** Begin QUOTED TEXT **

Israeli prime minister Benjamin Netanyahu could boast that his lobbying had boosted aid from $3.1 billion a year to $3.8bn – a 22 per cent increase – for a decade starting in 2019.

Mr Netanyahu has presented this as a rebuff to those who accuse him of jeopardising Israeli security interests with his government’s repeated affronts to the White House.

In the past weeks alone, defence minister Avigdor Lieberman has compared last year’s nuclear deal between Washington and Iran with the 1938 Munich pact, which bolstered Hitler; and Mr Netanyahu has implied that US opposition to settlement expansion is the same as support for the “ethnic cleansing” of Jews.

American president Barack Obama, meanwhile, hopes to stifle his own critics who insinuate that he is anti-Israel. The deal should serve as a fillip too for Hillary Clinton, the Democratic party’s candidate to succeed Mr Obama in November’s election.

In reality, however, the Obama administration has quietly punished Mr Netanyahu for his misbehaviour. Israeli expectations of a $4.5bn-a-year deal were whittled down after Mr Netanyahu stalled negotiations last year as he sought to recruit Congress to his battle against the Iran deal.

In fact, Israel already receives roughly $3.8bn – if Congress’s assistance on developing missile defence programmes is factored in. Notably, Israel has been forced to promise not to approach Congress for extra funds.

** End QUOTED TEXT **

TASK SET:
a. Translate this sentence from the passage on US aid to Israel into Spanish: "Notably, Israel has been forced to promise not to approach Congress for extra funds."
b. Carry on the passage on US aid to Israel, starting after its last sentence.

** Begin AVAILABLE DATA **

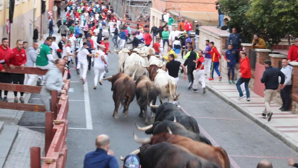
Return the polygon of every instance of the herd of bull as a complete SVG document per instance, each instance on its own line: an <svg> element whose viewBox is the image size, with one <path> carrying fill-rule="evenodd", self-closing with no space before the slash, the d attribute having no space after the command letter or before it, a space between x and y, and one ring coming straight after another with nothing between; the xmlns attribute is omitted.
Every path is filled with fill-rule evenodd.
<svg viewBox="0 0 298 168"><path fill-rule="evenodd" d="M104 79L112 83L115 118L120 103L125 117L127 116L135 95L141 110L139 116L142 117L143 111L145 124L148 125L147 109L150 106L153 123L143 127L136 123L136 126L139 130L153 135L140 138L134 132L134 139L142 146L131 154L138 155L142 168L229 168L226 151L213 146L200 135L194 118L172 103L179 97L176 93L177 83L163 70L165 63L155 56L152 48L141 47L116 51L119 72ZM159 106L155 105L158 96ZM166 98L168 103L163 103Z"/></svg>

** End AVAILABLE DATA **

RESPONSES PER TASK:
a. Cabe destacar que Israel se ha visto obligado a prometer que no acudirá al Congreso en busca de fondos adicionales.

b.
The deal takes into account neither inflation nor the dollar’s depreciation against the shekel.

A bigger blow still is the White House’s demand to phase out a special exemption that allowed Israel to spend nearly 40 per cent of aid locally on weapon and fuel purchases. Israel will soon have to buy all its armaments from the US, ending what amounted to a subsidy to its own arms industry.

Nonetheless, Washington’s renewed military largesse – in the face of almost continual insults – inevitably fuels claims that the Israeli tail is wagging the US dog. Even The New York Times has described the aid package as “too big”.

Since the 1973 war, Israel has received at least $100bn in military aid, with more assistance hidden from view. Back in the 1970s, Washington paid half of Israel’s military budget. Today it still foots a fifth of the bill, despite Israel’s economic success.

But the US expects a return on its massive investment. As the late Israeli politician-general Ariel Sharon once observed, ­Israel has been a US “aircraft carrier” in the Middle East, acting as the regional bully and carrying out operations that benefit Washington.

Almost no one blames the US for Israeli attacks that wiped out Iraq’s and Syria’s nuclear programmes. A nuclear-armed Iraq or Syria would have deterred later US-backed moves at regime overthrow, as well as countering the strategic advantage Israel derives from its own nuclear arsenal.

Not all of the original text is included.